Image-grounded pointing data:

- - -

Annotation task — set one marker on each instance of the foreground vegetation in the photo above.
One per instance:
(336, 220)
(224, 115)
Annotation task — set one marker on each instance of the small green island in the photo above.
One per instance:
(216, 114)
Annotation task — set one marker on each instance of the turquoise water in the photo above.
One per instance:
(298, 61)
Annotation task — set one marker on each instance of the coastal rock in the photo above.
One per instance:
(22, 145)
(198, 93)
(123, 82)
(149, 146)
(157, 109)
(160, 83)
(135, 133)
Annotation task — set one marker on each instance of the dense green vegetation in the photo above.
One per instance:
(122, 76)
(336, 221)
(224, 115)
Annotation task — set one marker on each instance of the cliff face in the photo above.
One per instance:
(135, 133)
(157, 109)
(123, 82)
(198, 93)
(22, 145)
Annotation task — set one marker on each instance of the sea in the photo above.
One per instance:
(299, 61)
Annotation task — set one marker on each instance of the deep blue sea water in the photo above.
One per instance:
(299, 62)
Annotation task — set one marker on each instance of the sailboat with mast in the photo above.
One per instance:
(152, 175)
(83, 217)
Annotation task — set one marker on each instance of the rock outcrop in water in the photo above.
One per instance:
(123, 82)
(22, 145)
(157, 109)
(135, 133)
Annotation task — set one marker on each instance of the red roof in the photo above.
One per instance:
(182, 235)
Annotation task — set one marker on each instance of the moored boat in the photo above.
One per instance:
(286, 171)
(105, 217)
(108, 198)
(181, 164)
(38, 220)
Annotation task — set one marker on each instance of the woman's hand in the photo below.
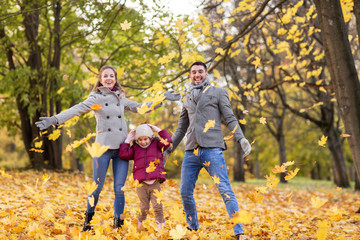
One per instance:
(130, 137)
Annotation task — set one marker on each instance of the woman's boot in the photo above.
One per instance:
(88, 218)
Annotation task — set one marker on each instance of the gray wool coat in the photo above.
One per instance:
(111, 126)
(212, 104)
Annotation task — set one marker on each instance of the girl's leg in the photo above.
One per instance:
(144, 197)
(120, 169)
(100, 166)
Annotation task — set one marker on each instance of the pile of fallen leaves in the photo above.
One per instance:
(50, 205)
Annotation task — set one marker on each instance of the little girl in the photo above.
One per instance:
(147, 153)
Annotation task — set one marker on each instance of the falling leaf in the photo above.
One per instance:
(36, 150)
(151, 167)
(206, 164)
(242, 121)
(96, 107)
(209, 124)
(196, 151)
(279, 169)
(263, 120)
(91, 200)
(322, 141)
(345, 135)
(143, 109)
(216, 179)
(291, 174)
(289, 163)
(55, 134)
(179, 232)
(159, 195)
(125, 25)
(256, 62)
(46, 178)
(96, 150)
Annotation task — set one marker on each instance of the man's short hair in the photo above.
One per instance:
(200, 64)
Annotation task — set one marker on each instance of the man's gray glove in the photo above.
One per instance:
(245, 145)
(46, 122)
(171, 96)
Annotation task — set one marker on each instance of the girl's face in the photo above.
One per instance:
(108, 78)
(143, 141)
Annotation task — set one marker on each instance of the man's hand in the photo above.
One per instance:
(46, 122)
(171, 96)
(130, 136)
(245, 145)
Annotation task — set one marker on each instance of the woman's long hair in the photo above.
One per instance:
(117, 84)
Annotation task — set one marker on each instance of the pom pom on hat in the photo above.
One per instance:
(143, 130)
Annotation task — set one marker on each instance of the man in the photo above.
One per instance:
(205, 143)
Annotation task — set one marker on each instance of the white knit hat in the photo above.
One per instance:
(143, 130)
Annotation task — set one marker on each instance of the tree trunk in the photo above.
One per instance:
(282, 155)
(239, 170)
(337, 158)
(342, 70)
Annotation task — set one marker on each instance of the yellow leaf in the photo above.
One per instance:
(179, 232)
(316, 202)
(273, 183)
(143, 109)
(206, 164)
(345, 135)
(196, 151)
(291, 174)
(256, 62)
(322, 141)
(96, 107)
(323, 227)
(263, 120)
(125, 25)
(242, 121)
(159, 196)
(209, 124)
(279, 169)
(216, 179)
(55, 134)
(151, 167)
(96, 150)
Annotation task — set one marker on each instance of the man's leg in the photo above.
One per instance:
(190, 169)
(217, 168)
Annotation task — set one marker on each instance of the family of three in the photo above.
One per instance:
(203, 102)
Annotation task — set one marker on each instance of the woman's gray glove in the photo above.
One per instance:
(245, 145)
(46, 122)
(171, 96)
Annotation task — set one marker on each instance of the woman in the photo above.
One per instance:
(111, 131)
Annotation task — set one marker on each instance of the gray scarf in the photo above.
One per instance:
(196, 89)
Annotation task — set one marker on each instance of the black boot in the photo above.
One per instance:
(88, 218)
(118, 222)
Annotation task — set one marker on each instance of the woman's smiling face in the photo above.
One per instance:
(108, 78)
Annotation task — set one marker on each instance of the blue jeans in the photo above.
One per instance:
(120, 169)
(190, 169)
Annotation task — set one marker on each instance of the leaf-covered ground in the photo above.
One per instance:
(38, 205)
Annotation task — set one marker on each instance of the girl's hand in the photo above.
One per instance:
(154, 128)
(130, 137)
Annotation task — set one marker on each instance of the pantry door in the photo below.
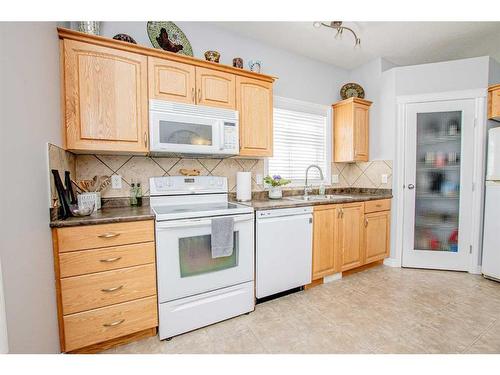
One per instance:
(439, 139)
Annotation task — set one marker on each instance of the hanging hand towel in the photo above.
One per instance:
(222, 237)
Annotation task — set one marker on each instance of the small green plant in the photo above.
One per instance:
(276, 180)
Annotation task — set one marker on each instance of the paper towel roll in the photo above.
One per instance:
(243, 186)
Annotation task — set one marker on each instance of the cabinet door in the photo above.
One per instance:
(351, 235)
(106, 99)
(170, 80)
(361, 126)
(216, 89)
(377, 237)
(325, 260)
(254, 100)
(494, 103)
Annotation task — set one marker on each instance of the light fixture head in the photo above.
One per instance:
(337, 25)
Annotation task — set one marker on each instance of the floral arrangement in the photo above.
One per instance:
(276, 180)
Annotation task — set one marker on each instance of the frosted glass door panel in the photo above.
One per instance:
(437, 195)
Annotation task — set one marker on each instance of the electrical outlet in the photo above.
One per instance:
(116, 181)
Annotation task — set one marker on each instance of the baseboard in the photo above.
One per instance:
(334, 277)
(475, 270)
(392, 262)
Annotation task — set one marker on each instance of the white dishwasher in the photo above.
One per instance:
(284, 249)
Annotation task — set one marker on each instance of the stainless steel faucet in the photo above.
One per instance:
(307, 188)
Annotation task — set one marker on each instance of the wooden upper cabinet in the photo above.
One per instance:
(216, 89)
(325, 241)
(254, 101)
(171, 80)
(106, 99)
(351, 235)
(351, 120)
(494, 103)
(377, 235)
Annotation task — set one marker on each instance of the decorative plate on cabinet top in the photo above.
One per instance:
(350, 90)
(166, 35)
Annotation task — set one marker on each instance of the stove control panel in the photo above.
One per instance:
(177, 185)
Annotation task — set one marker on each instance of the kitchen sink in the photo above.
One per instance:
(316, 198)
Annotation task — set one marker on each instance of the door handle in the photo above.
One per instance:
(109, 290)
(108, 235)
(115, 323)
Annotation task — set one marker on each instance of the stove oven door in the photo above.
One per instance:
(185, 264)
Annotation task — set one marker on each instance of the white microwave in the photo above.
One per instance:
(178, 128)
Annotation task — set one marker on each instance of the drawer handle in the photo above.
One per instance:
(113, 324)
(114, 289)
(109, 260)
(109, 235)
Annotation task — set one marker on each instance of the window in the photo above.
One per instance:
(301, 138)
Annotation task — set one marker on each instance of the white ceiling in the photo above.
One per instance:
(402, 43)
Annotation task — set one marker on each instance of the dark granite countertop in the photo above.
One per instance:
(106, 216)
(267, 204)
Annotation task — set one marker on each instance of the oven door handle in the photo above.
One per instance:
(195, 222)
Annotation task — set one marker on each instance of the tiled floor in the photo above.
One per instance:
(380, 310)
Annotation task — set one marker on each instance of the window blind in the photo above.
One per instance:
(300, 139)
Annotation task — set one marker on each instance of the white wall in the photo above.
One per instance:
(4, 345)
(29, 118)
(298, 77)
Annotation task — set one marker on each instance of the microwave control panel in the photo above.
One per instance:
(230, 135)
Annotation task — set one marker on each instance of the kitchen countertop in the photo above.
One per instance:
(107, 216)
(267, 204)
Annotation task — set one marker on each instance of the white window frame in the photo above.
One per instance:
(313, 108)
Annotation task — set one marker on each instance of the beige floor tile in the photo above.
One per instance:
(380, 310)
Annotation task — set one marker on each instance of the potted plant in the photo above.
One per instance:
(275, 182)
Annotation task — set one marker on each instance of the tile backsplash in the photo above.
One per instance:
(141, 168)
(363, 174)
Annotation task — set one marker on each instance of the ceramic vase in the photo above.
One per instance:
(89, 27)
(213, 56)
(275, 193)
(238, 62)
(255, 65)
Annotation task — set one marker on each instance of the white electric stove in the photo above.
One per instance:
(194, 289)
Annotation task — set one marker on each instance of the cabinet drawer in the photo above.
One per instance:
(107, 323)
(378, 205)
(92, 236)
(109, 258)
(101, 289)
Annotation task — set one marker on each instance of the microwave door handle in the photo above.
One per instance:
(221, 135)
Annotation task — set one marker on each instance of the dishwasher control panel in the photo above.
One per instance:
(278, 212)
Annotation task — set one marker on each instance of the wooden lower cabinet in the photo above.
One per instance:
(347, 236)
(351, 235)
(106, 284)
(325, 241)
(377, 236)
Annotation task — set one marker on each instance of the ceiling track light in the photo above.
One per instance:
(337, 25)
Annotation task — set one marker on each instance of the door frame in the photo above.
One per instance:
(480, 134)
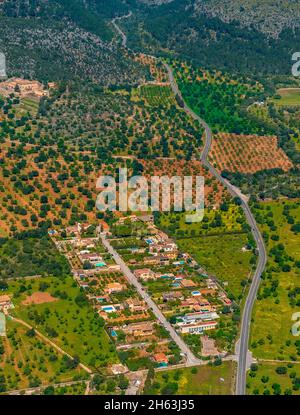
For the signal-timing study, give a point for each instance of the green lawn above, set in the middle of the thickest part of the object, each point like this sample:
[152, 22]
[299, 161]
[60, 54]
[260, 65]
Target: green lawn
[156, 95]
[271, 336]
[266, 380]
[208, 380]
[223, 256]
[214, 222]
[77, 329]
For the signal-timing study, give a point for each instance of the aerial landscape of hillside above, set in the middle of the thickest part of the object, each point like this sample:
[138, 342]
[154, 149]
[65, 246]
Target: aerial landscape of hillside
[150, 299]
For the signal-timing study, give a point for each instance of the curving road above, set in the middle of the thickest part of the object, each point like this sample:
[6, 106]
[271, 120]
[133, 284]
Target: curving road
[262, 255]
[246, 317]
[121, 33]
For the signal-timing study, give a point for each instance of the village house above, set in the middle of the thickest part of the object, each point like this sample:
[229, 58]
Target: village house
[203, 316]
[172, 295]
[5, 302]
[187, 283]
[114, 287]
[143, 329]
[23, 87]
[135, 305]
[144, 274]
[208, 347]
[196, 328]
[160, 358]
[156, 260]
[208, 291]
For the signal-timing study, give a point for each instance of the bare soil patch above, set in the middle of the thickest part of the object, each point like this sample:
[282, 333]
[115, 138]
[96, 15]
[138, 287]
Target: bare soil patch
[39, 298]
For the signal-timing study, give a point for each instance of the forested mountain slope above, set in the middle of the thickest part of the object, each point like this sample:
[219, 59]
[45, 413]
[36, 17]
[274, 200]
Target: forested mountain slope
[54, 41]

- - -

■ **What is required**
Your answer should be one number: how many lines in the records above include "leaf".

■ **Answer below**
3